What you will do → Which lines of the records below contain the string "ground"? Pick out and copy each one, treating uppercase and lowercase as different.

Object position labeling records →

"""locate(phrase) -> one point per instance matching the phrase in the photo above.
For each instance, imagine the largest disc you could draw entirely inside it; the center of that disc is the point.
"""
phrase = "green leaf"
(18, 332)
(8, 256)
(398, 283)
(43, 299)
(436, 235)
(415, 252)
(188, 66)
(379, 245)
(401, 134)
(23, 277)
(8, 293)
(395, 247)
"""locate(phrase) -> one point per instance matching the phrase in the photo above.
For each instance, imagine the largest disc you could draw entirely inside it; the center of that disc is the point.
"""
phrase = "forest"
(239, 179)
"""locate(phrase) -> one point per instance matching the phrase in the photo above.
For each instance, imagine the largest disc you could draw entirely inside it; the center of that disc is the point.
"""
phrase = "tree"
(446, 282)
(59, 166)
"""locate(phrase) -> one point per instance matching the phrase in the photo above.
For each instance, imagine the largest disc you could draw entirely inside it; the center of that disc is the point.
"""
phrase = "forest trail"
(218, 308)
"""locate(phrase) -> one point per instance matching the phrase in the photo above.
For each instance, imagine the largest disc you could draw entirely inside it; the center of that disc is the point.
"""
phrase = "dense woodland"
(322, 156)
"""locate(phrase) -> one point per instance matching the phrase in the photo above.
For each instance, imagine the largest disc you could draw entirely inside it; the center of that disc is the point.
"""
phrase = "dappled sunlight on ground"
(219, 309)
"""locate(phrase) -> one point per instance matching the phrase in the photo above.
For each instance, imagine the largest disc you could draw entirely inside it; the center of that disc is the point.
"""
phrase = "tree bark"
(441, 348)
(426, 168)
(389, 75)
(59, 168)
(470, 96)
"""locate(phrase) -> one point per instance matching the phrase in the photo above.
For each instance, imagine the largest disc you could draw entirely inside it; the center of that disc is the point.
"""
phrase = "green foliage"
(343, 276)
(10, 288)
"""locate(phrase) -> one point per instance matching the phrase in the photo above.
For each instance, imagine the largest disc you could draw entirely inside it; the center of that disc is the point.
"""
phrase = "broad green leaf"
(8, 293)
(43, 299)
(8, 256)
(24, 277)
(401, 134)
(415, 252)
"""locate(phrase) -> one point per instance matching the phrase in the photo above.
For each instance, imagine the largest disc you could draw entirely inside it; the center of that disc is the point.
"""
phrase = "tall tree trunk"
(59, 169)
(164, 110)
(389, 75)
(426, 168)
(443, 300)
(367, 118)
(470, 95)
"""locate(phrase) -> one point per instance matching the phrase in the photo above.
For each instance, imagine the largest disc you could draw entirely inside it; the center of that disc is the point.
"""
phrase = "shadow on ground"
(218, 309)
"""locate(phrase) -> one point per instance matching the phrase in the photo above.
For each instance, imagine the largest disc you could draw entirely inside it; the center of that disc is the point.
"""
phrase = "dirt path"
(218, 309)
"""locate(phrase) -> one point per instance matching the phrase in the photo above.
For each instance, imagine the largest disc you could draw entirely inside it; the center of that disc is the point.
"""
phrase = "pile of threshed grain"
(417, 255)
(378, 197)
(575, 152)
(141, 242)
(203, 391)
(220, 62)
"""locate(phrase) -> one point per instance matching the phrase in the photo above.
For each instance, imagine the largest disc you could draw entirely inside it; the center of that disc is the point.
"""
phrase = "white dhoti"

Expected answer →
phrase = "dappled sunlight on ground"
phrase = "shadow on ground"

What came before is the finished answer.